Whenever a line in the entries below contains the string "fence", copy that line.

Data to process -
========================
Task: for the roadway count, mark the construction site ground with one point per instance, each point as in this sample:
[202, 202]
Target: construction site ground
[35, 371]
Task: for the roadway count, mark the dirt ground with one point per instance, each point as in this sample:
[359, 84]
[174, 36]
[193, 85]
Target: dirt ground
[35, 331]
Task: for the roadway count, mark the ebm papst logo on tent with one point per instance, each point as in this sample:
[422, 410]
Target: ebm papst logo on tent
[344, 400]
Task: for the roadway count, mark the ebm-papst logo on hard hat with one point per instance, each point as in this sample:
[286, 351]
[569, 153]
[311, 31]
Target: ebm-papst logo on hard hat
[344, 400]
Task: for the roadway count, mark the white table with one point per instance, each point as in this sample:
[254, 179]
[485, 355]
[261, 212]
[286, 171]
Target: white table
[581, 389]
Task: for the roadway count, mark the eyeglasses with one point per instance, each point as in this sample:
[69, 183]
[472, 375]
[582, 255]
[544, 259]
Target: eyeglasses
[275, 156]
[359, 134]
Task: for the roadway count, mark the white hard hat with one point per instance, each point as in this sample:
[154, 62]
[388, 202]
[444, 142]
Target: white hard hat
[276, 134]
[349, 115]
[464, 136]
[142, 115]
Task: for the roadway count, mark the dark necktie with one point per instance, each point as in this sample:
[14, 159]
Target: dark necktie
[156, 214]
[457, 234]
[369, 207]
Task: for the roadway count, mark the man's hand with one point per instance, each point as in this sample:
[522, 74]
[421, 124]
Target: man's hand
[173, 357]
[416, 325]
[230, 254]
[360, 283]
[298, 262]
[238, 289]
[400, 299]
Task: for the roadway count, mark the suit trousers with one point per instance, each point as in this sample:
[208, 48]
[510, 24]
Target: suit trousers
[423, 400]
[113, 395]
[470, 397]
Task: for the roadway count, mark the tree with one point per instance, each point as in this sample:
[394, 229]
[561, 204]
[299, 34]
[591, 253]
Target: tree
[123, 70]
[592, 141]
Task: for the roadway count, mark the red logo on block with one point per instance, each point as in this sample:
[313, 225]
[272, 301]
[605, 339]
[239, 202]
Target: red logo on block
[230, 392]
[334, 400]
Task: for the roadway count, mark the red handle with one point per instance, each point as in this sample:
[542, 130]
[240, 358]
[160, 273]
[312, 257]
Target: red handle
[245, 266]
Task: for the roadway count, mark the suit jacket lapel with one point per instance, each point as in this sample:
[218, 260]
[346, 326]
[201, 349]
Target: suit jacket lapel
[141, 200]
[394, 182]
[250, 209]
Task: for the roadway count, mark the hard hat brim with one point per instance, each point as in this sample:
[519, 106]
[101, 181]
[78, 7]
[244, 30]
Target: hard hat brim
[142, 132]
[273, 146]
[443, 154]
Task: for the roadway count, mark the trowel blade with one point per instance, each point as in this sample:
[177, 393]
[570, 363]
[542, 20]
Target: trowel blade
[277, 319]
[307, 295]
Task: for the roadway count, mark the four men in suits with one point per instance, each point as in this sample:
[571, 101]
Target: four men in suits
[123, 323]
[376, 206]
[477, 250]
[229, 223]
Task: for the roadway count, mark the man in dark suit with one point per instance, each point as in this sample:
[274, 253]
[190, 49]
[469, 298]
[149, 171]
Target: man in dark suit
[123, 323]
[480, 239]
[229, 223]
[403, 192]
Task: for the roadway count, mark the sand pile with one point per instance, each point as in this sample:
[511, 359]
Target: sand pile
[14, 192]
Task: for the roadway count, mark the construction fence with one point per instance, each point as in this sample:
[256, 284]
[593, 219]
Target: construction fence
========================
Answer space -
Task: for the roadway count, mark the construction fence with one point per instance, each point as in this sample:
Target: construction fence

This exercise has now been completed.